TASK INPUTS:
-- BEGIN --

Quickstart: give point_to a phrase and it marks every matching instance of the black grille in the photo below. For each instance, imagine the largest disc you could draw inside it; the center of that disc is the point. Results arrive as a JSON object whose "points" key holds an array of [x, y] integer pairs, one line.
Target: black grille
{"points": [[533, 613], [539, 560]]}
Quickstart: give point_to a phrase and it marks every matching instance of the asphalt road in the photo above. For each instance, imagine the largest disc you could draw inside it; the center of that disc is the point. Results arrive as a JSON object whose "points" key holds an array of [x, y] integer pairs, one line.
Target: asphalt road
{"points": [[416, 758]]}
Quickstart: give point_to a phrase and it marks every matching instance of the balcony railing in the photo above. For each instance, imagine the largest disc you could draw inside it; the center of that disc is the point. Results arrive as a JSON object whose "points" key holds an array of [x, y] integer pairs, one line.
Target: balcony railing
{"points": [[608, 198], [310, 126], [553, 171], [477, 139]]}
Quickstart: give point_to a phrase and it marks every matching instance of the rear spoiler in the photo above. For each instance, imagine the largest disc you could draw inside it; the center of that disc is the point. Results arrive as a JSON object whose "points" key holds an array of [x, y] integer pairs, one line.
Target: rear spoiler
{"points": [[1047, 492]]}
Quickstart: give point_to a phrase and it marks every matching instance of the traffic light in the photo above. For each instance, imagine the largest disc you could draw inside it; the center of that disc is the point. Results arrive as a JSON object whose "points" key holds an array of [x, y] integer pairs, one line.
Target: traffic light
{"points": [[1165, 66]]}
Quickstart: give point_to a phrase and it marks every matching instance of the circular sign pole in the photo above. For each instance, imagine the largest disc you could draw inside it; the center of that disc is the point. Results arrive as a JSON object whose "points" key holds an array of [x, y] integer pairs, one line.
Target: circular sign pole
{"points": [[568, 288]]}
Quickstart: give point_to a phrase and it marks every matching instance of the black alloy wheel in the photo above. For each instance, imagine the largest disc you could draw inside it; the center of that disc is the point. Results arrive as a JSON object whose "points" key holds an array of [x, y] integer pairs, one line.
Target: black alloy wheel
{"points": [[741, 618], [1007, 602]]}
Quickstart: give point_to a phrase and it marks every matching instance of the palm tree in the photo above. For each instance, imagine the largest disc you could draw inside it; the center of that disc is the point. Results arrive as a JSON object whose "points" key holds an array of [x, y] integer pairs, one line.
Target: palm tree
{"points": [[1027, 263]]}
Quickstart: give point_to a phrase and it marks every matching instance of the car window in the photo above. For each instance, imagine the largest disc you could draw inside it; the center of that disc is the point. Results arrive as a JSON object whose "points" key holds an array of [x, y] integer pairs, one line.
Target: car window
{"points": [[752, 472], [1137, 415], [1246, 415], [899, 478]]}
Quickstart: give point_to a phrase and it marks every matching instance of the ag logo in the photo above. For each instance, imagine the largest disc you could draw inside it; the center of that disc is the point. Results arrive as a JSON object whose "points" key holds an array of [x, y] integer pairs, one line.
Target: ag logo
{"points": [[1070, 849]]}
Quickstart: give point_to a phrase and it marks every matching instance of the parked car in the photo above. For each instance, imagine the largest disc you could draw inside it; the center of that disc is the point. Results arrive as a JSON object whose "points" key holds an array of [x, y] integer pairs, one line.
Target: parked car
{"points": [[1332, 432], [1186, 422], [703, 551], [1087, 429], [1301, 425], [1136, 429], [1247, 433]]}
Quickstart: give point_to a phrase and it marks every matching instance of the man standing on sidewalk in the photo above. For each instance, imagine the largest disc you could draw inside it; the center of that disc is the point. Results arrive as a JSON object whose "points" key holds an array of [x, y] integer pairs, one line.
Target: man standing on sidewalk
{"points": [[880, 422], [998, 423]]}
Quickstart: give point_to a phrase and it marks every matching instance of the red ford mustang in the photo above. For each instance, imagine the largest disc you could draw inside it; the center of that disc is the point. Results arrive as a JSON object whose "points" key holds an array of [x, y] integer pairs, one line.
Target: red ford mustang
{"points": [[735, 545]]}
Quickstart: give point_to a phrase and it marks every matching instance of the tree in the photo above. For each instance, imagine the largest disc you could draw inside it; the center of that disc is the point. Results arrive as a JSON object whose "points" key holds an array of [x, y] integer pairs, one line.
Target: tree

-- END --

THE REQUEST: Reproduce all of the material above, substituting "circle" for every "disc" and leaving everything else as it is.

IN RESPONSE:
Quickstart: give point_to a phrase and it marks every matching instance of the black grille in the photo below. For each instance, imagine the largest circle you could draw inside it; the center of that circle is the point. Results arrive as a JSON object whose "points" key holds an array of [x, y] integer pairs, one line.
Target: black grille
{"points": [[533, 613], [539, 560]]}
Quickstart: give point_to a phrase and it marks every matching instance of the asphalt road in the photo above. For each instance, imagine the largest circle you could draw inside it; the center of that circle is the point. Results arrive as a JSON object whose "points" key holds an array of [x, y] integer pairs, one line.
Target: asphalt road
{"points": [[416, 758]]}
Quickstart: give point_to a phrase and it marks every matching instance of the balcony railing in the photo above. For each instance, imagine the largest circle you could draw inside it; the center of that circle is the point. Results arrive as a JSON object whose "points" key holds an array of [x, y] integer pairs, one line.
Target: balcony railing
{"points": [[608, 198], [310, 126], [553, 171], [477, 139]]}
Quickstart: give point_to a phrase and it marks every matching instance of the rear spoiler in the photo above. For each instance, imagine the largest circle you could draw inside it; the center of that circle is the point. Results arrive as a JSON object whose "points" key holds an array of [x, y] integer pairs, one line.
Target: rear spoiler
{"points": [[1047, 492]]}
Quickstart: give point_to a phrase and it marks every matching instance of the traffic light in the photo above. For each instance, imagine the largest circle you could draw inside it; the center of that circle is the point. Results arrive as a JSON object whose "points" key holds an array of [x, y] integer pairs, one line.
Target: traffic light
{"points": [[1165, 66]]}
Quickstart: give point_to a phrase and it marks every matching instance of the circular sign pole in the photo above. For each instance, imagine the largest circle you could draw inside it; the center of that circle is the point. Results arrive as a JSON object whose "points" key holds an array of [x, y] integer pairs, one line.
Target: circular sign pole
{"points": [[568, 288]]}
Quickstart: give point_to a phrase and it marks every matching instance of the black alloy wheel in the photo above. For each instance, imagine the largest circle you could draw inside it; the center of that circle is the point. Results arrive as a JSON object whose "points" key holds an array of [x, y] integer pairs, one line.
Target: black alloy wheel
{"points": [[741, 618], [1007, 602]]}
Quickstart: give point_to a phrase and it marks every matching instance of the palm tree in the photo above. For each instance, imagine the largest circle you could draw inside it; the center of that circle is the point. Results arrive as a JSON object whose "points" key holds an array of [x, y] integer pairs, one line.
Target: palm tree
{"points": [[1027, 263]]}
Quickstart: give point_to a phrase and it marks every matching instance of the car window in the photo above. For each instance, imagine the largest circle you could draw inside it; the center of that circle is the point. Results arrive as a JSON object whose "points" key holds an array of [x, y] integer pairs, one line.
Target: car window
{"points": [[752, 472], [1137, 415], [1246, 415], [899, 478]]}
Quickstart: give point_to a phrase and it marks every matching instance of the ag logo in the photo above. For each instance, imagine the largest circle you could draw inside it; the center of that circle is the point. Results arrive as a JSON object whose "points" key holds an array of [x, y] integer pairs, one line.
Target: ag logo
{"points": [[1070, 849]]}
Quickstart: give point_to a phrase and it marks every matching instance of the parked car in the photo above. For each instance, imagine the largest circle you could draw inside it; the center of that circle is the point. Results arrive as a JSON object whose "points" key holds an array of [x, y] integer pairs, one line.
Target: parked car
{"points": [[1332, 432], [1186, 422], [703, 551], [1087, 429], [1301, 425], [1136, 429], [1247, 433]]}
Quickstart: give point_to a phrase and it marks every matching instance of the man standing on sidewalk in the photo above. For each instance, imagine the largest circle you could draw inside it; the center of that circle is the point. Results arrive as a JSON object whose "points" key holds an array of [x, y] integer pairs, one line.
Target: man standing on sidewalk
{"points": [[880, 422], [998, 423]]}
Quickstart: give point_to a phrase and it marks every matching instance of the red ford mustang in the photo above. For each instance, imagine the largest circle you could draw inside it; the center of that circle is the point. Results arrive as a JSON object whose "points" key holds an array of [x, y] integer pairs, one line.
Target: red ford mustang
{"points": [[735, 545]]}
Quickstart: give point_to a phrase and it marks every matching instance of the tree in the photo above. For each instance, imagine the largest circle you could draw inside it; the center of that circle is the point. Results arrive as a JSON object whose "points" key holds an array of [x, y] integer pairs, one line.
Target: tree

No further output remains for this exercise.